(Provided material)

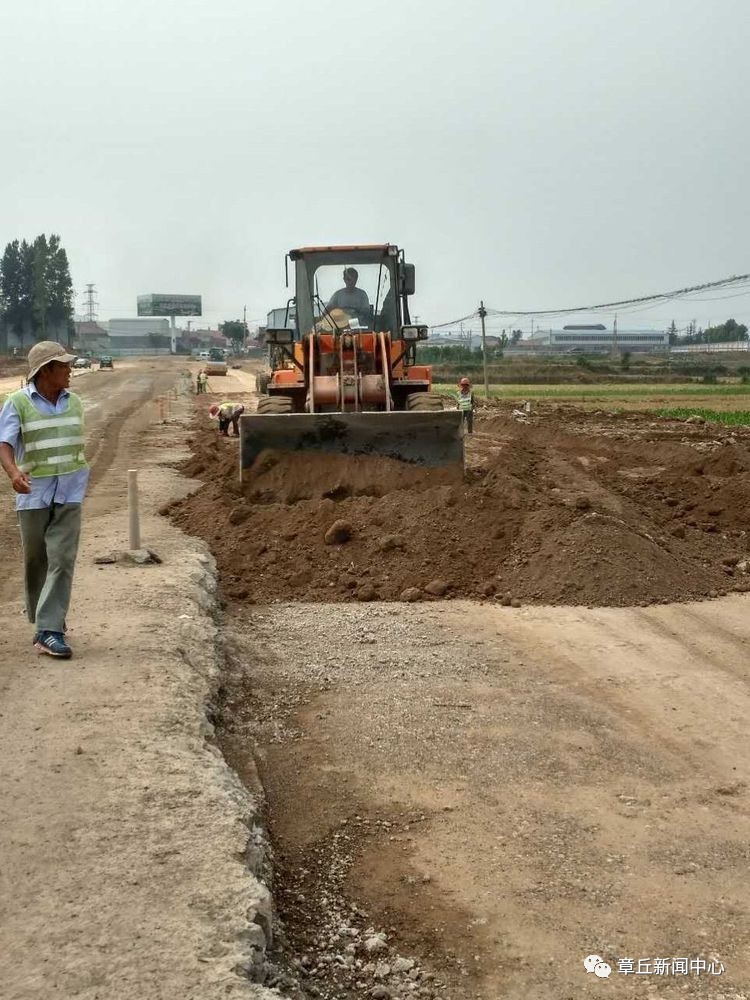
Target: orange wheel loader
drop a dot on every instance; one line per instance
(345, 378)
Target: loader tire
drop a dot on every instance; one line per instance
(428, 401)
(275, 404)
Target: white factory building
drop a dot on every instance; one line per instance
(596, 339)
(136, 336)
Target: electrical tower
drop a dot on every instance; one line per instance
(90, 303)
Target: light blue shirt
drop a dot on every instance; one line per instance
(45, 490)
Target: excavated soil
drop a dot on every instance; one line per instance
(568, 508)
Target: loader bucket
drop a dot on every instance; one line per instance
(423, 438)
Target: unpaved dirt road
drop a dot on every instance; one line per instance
(465, 799)
(515, 789)
(124, 838)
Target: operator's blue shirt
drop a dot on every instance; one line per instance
(45, 490)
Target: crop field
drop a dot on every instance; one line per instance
(673, 400)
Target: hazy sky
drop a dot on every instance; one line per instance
(533, 153)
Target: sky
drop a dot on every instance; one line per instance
(529, 153)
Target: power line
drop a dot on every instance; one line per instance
(641, 300)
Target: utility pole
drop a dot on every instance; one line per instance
(615, 349)
(90, 303)
(482, 314)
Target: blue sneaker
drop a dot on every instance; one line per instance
(35, 639)
(53, 644)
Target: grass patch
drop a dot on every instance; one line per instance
(732, 418)
(590, 392)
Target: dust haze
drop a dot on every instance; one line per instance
(533, 155)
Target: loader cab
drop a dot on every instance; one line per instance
(355, 288)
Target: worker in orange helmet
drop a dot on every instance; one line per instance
(466, 403)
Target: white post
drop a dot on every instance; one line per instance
(134, 526)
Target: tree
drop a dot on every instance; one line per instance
(722, 334)
(36, 290)
(236, 331)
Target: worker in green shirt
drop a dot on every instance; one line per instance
(466, 403)
(228, 412)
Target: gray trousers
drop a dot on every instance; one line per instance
(50, 546)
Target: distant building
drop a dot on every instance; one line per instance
(139, 336)
(595, 339)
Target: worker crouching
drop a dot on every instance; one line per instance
(228, 413)
(466, 404)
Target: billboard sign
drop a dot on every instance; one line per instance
(169, 305)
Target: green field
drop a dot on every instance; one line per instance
(681, 399)
(733, 418)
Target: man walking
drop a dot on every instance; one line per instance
(466, 404)
(41, 450)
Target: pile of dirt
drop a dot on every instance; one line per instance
(543, 516)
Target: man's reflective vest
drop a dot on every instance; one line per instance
(53, 443)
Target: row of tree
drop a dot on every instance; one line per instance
(36, 290)
(724, 333)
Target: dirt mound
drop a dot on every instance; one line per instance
(543, 516)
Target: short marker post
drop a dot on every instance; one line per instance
(134, 525)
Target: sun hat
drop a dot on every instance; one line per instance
(44, 352)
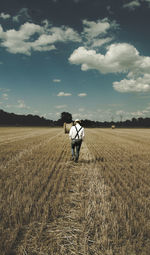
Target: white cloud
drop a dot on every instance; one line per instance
(132, 5)
(99, 42)
(56, 80)
(21, 41)
(94, 29)
(5, 96)
(61, 106)
(82, 95)
(116, 59)
(62, 94)
(21, 104)
(81, 109)
(23, 13)
(5, 16)
(94, 32)
(119, 58)
(141, 84)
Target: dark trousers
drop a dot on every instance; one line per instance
(75, 148)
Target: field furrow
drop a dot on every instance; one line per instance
(53, 206)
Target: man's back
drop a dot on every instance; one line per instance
(76, 132)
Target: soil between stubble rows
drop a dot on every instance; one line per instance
(53, 206)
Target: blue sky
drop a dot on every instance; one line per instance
(87, 57)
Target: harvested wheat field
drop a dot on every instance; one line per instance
(52, 206)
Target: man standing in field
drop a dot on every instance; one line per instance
(76, 135)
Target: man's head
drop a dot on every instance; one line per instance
(77, 121)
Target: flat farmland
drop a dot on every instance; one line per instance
(50, 205)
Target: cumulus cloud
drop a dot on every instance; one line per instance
(82, 94)
(22, 14)
(61, 106)
(141, 84)
(21, 105)
(56, 80)
(119, 58)
(63, 94)
(116, 59)
(132, 5)
(5, 96)
(21, 41)
(95, 32)
(5, 16)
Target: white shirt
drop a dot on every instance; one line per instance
(73, 132)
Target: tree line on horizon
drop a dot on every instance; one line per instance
(12, 119)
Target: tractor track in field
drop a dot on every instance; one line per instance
(69, 233)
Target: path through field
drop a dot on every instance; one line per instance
(51, 205)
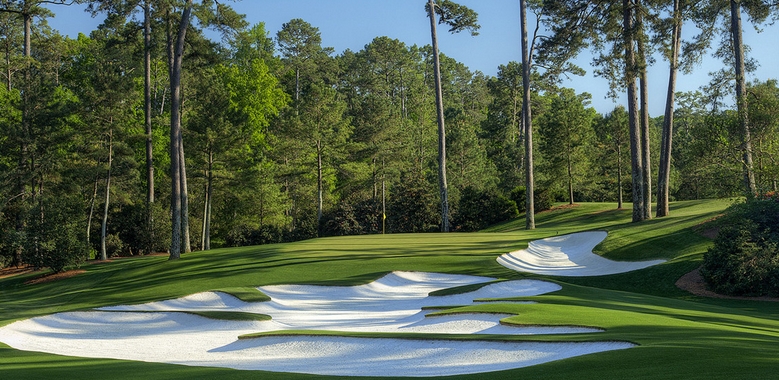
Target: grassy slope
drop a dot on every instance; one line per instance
(681, 336)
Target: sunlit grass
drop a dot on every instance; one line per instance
(680, 335)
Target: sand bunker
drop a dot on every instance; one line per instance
(160, 332)
(569, 255)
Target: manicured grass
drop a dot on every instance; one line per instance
(680, 335)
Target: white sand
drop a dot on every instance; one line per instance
(391, 304)
(569, 255)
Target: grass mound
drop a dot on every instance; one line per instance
(680, 335)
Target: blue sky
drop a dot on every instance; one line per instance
(351, 24)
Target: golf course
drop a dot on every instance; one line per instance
(670, 332)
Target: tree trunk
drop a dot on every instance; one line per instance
(570, 178)
(637, 170)
(619, 176)
(209, 197)
(741, 98)
(646, 208)
(205, 214)
(319, 185)
(184, 196)
(530, 221)
(103, 252)
(147, 114)
(92, 210)
(664, 173)
(175, 131)
(205, 238)
(442, 185)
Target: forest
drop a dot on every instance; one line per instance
(275, 138)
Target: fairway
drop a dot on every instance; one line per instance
(677, 334)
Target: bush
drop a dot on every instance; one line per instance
(543, 199)
(244, 235)
(113, 245)
(479, 209)
(130, 222)
(413, 207)
(57, 241)
(352, 218)
(744, 259)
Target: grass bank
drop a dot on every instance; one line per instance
(680, 335)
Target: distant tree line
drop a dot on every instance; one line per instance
(282, 139)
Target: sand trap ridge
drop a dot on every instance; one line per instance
(159, 332)
(569, 255)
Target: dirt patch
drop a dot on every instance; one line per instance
(693, 283)
(54, 277)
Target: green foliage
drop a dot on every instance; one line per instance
(54, 239)
(478, 209)
(745, 257)
(457, 17)
(413, 207)
(543, 199)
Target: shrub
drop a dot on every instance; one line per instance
(744, 259)
(243, 235)
(56, 241)
(113, 245)
(479, 209)
(543, 199)
(413, 207)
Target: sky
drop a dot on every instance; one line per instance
(352, 24)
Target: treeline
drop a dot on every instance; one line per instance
(282, 139)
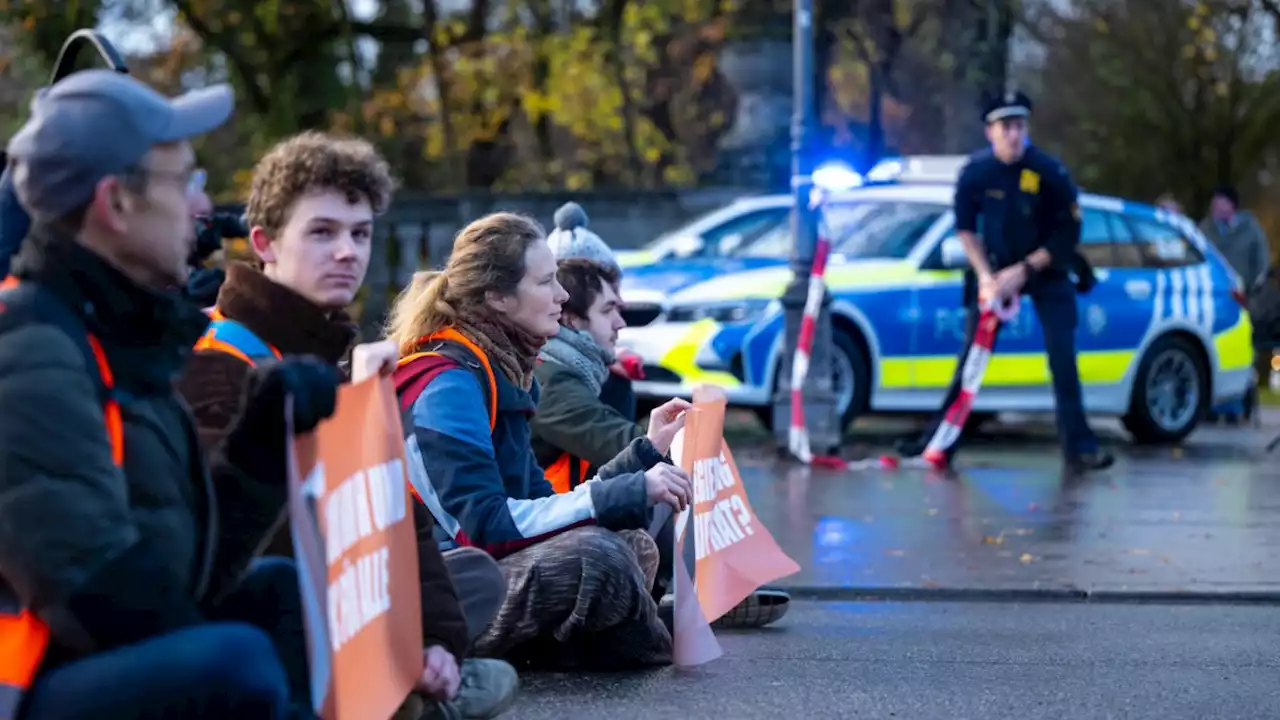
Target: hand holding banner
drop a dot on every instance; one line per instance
(357, 556)
(735, 554)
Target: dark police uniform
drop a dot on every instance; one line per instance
(1018, 209)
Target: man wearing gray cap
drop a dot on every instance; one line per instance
(126, 588)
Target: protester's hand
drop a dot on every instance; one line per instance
(371, 359)
(987, 288)
(670, 484)
(440, 675)
(629, 365)
(311, 382)
(664, 422)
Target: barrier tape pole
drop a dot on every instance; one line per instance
(954, 418)
(799, 432)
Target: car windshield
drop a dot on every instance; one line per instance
(863, 229)
(882, 229)
(713, 228)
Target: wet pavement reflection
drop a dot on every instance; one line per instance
(1203, 518)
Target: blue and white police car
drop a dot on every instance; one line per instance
(1162, 337)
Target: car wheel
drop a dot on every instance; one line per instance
(850, 377)
(1170, 392)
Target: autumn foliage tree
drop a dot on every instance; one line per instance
(1148, 98)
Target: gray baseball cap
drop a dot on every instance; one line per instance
(97, 123)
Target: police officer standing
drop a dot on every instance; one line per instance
(1016, 214)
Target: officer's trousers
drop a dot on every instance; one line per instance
(1057, 313)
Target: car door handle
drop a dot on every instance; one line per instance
(1138, 290)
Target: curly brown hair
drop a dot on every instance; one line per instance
(316, 162)
(488, 258)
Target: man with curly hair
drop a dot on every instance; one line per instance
(311, 214)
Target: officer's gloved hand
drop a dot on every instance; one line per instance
(256, 442)
(1084, 277)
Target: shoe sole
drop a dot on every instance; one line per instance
(760, 609)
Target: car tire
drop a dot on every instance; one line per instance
(858, 361)
(862, 377)
(1180, 358)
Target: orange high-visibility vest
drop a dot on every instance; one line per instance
(233, 338)
(23, 636)
(567, 473)
(449, 335)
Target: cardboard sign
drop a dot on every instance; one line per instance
(356, 550)
(735, 554)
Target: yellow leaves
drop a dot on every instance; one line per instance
(703, 68)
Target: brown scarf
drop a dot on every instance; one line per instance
(508, 347)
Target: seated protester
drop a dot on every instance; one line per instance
(571, 238)
(311, 210)
(577, 428)
(579, 568)
(124, 592)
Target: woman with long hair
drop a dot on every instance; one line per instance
(579, 565)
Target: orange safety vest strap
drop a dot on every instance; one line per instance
(451, 335)
(561, 474)
(232, 337)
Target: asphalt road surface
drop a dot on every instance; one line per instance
(954, 661)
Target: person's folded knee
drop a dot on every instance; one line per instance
(242, 660)
(604, 550)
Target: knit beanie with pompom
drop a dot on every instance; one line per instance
(571, 240)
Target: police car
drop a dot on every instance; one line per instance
(1162, 337)
(741, 236)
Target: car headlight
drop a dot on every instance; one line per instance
(737, 311)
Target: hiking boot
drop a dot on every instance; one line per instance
(762, 607)
(488, 688)
(909, 447)
(417, 706)
(1089, 461)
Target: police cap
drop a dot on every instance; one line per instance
(1013, 104)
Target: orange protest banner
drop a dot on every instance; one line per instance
(735, 552)
(356, 548)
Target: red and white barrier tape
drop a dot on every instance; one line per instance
(954, 418)
(799, 433)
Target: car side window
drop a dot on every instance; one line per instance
(1096, 242)
(1162, 245)
(750, 226)
(1127, 251)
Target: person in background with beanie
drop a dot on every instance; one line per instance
(581, 424)
(311, 210)
(1239, 237)
(571, 238)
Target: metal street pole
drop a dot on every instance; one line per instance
(819, 401)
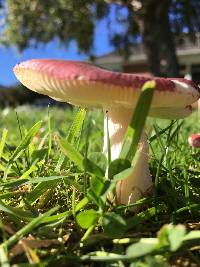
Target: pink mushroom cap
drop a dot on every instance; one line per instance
(87, 85)
(194, 140)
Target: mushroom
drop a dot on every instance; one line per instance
(86, 85)
(194, 140)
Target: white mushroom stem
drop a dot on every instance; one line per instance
(139, 182)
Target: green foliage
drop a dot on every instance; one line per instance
(53, 206)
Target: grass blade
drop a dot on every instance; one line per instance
(138, 121)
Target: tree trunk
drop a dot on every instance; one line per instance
(158, 38)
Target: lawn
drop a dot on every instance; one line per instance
(53, 207)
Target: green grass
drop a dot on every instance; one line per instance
(52, 198)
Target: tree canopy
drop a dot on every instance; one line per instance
(30, 22)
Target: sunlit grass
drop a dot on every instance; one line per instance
(61, 202)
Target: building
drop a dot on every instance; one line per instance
(188, 54)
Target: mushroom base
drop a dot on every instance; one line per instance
(139, 182)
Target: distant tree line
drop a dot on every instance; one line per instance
(155, 23)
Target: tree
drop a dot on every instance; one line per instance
(29, 22)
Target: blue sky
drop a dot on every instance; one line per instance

(End Provided material)

Required action: Starting at the top of the listing above, reproduce each line up to and including the one with "Target: blue sneaker"; omit the pictures.

Task solution:
Target: orange wheel loader
drop a dot on every instance; one line per instance
(345, 378)
Target: loader tire
drop a dot on every instance; one line per instance
(428, 401)
(275, 404)
Target: white factory building
drop a dot on every instance; one line per instance
(596, 339)
(136, 336)
Target: electrical tower
drop a dot on every instance; one line per instance
(90, 303)
Target: light blue shirt
drop a dot on every instance; one line per instance
(45, 490)
Target: excavated soil
drop a dot on every instance; one line per instance
(568, 508)
Target: loader bucket
drop a dot on every instance; one line per instance
(423, 438)
Target: unpaved dirt road
drop a dot on every instance; one line per instance
(465, 799)
(515, 789)
(124, 838)
Target: operator's blue shirt
drop a dot on every instance; one line per instance
(45, 490)
Target: crop field
drop a dot on every instance; one line per instance
(673, 400)
Target: hazy sky
drop a dot on every instance; one line per instance
(533, 153)
Target: sky
drop a dot on every instance; one line per instance
(529, 153)
Target: power line
drop a dot on every instance; one line per instance
(641, 300)
Target: utility pole
drop a dot on every instance; one line per instance
(615, 349)
(90, 303)
(482, 314)
Target: blue sneaker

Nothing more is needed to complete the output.